*** Opening of SUPPLIED DATA ***
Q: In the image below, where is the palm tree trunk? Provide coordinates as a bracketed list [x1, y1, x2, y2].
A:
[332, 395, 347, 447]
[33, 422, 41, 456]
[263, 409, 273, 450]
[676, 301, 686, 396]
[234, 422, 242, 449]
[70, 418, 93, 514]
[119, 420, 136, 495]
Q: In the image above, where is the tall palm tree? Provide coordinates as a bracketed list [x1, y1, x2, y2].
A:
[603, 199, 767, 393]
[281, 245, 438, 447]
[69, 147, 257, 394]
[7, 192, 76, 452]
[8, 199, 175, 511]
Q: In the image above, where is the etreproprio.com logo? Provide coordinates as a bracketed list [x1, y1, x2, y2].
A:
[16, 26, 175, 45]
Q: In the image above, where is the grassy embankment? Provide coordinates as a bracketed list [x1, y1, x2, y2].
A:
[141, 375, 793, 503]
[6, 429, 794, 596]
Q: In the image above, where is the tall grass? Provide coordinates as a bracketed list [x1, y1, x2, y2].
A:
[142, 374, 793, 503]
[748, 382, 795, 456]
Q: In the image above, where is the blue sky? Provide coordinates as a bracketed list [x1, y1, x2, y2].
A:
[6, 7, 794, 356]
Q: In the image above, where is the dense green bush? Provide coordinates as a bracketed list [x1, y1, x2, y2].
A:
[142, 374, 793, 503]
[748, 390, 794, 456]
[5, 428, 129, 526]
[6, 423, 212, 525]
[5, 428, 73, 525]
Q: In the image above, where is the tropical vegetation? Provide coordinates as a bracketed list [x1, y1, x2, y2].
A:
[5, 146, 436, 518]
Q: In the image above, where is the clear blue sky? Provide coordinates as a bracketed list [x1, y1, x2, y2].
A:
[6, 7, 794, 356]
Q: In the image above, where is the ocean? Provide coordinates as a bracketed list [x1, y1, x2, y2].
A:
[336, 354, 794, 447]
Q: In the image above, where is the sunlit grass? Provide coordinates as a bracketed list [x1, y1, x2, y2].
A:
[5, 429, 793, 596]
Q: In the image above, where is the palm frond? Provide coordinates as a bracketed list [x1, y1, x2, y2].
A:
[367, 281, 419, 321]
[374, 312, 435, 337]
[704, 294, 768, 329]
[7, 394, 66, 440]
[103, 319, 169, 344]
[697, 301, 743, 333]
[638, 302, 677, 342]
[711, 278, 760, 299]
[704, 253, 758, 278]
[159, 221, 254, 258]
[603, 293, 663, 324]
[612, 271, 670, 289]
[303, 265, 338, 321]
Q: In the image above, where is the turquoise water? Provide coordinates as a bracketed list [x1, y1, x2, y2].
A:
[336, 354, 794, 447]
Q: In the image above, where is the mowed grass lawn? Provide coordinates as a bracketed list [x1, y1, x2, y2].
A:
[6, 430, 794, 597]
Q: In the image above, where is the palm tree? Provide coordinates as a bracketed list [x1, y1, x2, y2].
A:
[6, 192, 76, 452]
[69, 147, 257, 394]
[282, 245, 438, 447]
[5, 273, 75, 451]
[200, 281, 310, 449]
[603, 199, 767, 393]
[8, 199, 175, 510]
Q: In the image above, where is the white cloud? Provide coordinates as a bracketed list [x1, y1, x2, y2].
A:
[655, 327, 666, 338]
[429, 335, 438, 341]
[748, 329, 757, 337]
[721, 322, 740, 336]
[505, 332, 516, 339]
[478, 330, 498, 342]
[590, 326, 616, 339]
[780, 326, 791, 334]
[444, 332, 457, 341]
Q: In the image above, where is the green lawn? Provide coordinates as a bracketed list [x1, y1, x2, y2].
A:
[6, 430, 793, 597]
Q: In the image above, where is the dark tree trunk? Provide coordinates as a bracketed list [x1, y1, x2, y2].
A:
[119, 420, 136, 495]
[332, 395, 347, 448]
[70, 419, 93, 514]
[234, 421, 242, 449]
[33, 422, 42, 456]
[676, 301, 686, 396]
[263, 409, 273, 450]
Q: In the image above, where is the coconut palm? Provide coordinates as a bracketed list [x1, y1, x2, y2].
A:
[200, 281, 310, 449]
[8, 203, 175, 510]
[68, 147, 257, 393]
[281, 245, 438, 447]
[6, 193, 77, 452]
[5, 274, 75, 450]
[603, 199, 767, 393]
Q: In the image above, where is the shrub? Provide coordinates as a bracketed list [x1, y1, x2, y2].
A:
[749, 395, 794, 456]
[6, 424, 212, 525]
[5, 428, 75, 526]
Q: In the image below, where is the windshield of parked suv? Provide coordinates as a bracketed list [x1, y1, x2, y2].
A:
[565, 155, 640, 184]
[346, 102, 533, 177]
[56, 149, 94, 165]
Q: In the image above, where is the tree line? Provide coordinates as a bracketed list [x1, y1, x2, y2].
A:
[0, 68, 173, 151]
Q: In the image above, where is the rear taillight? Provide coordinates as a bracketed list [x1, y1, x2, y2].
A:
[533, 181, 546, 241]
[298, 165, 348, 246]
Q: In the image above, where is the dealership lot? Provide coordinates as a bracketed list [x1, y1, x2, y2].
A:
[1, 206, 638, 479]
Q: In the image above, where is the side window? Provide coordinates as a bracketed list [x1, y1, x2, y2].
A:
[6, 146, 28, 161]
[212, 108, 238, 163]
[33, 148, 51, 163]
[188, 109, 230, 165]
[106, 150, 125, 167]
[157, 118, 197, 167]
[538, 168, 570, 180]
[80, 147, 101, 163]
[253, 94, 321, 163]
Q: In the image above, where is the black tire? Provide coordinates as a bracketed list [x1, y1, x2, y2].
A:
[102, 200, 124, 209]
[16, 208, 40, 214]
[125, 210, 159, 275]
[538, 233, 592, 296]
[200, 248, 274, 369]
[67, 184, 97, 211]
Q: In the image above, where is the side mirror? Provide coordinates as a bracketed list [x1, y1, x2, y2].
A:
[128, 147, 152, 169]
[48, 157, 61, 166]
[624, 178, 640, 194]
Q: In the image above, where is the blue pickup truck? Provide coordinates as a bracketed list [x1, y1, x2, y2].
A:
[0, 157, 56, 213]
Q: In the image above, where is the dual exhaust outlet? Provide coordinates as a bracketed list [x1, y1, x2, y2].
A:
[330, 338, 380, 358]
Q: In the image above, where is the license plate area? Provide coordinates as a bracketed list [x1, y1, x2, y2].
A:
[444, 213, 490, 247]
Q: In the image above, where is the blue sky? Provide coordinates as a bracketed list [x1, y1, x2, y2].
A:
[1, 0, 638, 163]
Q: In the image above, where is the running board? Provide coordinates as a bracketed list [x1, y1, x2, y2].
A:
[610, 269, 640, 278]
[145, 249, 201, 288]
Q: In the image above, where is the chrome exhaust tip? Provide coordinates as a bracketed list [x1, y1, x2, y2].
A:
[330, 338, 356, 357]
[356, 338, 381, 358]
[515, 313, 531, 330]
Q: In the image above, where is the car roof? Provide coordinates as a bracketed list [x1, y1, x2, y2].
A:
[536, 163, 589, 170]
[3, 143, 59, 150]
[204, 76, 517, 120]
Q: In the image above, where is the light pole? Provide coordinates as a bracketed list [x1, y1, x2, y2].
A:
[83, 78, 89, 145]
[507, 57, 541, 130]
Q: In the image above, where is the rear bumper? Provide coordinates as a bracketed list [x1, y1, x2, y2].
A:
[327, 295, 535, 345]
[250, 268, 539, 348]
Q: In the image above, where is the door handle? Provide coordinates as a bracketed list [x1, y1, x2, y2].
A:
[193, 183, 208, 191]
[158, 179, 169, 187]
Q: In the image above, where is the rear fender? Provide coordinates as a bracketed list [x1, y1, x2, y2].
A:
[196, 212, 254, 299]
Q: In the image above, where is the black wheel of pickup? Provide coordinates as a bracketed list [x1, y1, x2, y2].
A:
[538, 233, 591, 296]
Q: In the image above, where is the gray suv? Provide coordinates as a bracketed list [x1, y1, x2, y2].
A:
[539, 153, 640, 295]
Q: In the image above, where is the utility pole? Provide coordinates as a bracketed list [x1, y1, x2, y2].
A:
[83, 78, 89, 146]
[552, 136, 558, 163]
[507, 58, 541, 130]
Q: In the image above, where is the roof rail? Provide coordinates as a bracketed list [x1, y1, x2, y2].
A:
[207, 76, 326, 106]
*** Close of SUPPLIED DATA ***
Some lines in the material contain "exhaust". Show all of them.

### RESPONSE BELOW
Q: In the image above, where is the dual exhaust outlet? Provide coordinates as a bracketed list [x1, y1, x2, y2].
Q: In the image above, where is the chrome exhaust tip? Provide coordinates as a bracketed list [x1, y1, x2, y2].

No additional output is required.